Labour’s leadership campaign tediously malingers. It’s already clear that the candidates don’t yet inspire any great enthusiasm from the British public. Andy Burnham presents himself as being a world apart from the elite, but his career has been solely in politics: there’s no dash of real world experience (a la Alan Johnson) to add an earthiness to the mixture. Yvette Cooper suffers from a similar problem; also, she has a tendency to retreat into a shell of rehearsed phrases when hit with questions by the likes of Andrew Marr. Liz Kendall apparently believes that Labour should become a pale pink imitation of the Tories; she acts like cuts are less painful if done with blunt scissors. Jeremy Corbyn is by all accounts a very nice man and scrupulously honest (he claimed only £8.70 worth of expenses in 2010), however his appointment as Labour leader would probably be as electorally disastrous as the selection of Michael Foot (who was also nice and honest) for the same post in 1980. Mary Creagh may not get enough nominations; if that happens, it may very well be justified: her unique selling point is that she represents Wakefield. In all cases, there’s a lot of acknowledgement that Labour has a problem (Creagh is right in saying Labour is “analog in a digital age”), but not a great deal in terms of solutions being offered. The present field makes me nostalgic, neuroses and all, for Gordon Brown. Brown had a coherence, force and appeal that none of current contenders seem to possess. Whenever I’m asked who has my vote, I feel like unfurling a giant beige flag indicating my fervent neutrality.

###

**Your goal**
Please answer these questions using the commentary:
1. How much in expenses did Jeremy Corbyn claim in 2010?
2. What place does Mary Creagh represent?
3. Which interviewer is named in connection with Yvette Cooper?
The data that comes next isn't needed.

**Extracted data entries**
###

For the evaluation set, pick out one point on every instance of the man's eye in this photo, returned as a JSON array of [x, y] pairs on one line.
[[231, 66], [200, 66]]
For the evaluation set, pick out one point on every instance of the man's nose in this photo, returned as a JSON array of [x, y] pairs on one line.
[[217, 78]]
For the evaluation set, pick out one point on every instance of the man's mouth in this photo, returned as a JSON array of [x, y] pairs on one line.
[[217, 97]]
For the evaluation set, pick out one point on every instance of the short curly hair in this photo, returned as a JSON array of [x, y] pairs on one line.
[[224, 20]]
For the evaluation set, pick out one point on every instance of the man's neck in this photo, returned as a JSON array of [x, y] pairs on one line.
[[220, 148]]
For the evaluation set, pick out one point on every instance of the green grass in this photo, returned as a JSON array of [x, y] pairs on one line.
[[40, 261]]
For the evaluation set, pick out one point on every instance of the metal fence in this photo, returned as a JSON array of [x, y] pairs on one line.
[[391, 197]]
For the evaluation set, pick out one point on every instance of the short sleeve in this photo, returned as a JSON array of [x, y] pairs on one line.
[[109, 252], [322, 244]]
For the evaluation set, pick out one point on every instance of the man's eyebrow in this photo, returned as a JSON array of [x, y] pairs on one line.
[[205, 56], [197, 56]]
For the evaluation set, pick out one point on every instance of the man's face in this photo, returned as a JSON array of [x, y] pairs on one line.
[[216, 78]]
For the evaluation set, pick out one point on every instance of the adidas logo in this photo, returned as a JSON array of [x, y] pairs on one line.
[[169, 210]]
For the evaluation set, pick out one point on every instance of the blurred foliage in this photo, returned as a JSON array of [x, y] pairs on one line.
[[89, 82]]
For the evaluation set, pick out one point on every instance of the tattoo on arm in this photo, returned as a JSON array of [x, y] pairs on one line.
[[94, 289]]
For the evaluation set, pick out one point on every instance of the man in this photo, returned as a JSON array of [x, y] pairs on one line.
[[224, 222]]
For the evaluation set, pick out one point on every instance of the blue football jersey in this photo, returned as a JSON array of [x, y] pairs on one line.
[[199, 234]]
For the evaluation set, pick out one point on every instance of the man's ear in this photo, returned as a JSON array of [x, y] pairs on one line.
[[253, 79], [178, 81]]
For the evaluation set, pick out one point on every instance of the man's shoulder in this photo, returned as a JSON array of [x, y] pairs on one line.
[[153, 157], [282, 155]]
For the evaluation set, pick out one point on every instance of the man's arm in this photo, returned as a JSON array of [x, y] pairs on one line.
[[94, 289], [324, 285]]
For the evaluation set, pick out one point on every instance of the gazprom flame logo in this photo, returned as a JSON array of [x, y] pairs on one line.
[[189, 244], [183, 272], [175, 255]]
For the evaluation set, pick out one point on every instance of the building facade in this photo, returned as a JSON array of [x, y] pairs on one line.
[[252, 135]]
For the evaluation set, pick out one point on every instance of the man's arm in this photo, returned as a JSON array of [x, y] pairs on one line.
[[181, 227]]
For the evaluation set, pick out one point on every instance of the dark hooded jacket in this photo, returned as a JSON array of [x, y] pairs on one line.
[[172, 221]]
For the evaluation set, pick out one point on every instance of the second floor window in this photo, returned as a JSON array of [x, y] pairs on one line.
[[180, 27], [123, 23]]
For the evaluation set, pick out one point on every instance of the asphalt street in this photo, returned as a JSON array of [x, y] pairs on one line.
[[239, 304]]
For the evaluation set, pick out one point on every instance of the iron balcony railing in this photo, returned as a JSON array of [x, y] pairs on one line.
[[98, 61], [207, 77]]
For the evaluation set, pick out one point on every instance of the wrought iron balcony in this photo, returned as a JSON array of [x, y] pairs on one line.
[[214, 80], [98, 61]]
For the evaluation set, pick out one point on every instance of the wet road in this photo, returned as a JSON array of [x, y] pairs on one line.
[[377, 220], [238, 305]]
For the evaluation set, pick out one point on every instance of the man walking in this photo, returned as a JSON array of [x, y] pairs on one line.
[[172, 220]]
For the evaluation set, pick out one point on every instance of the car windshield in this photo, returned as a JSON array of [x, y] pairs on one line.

###

**Solved problem**
1. £8.70
2. Wakefield
3. Andrew Marr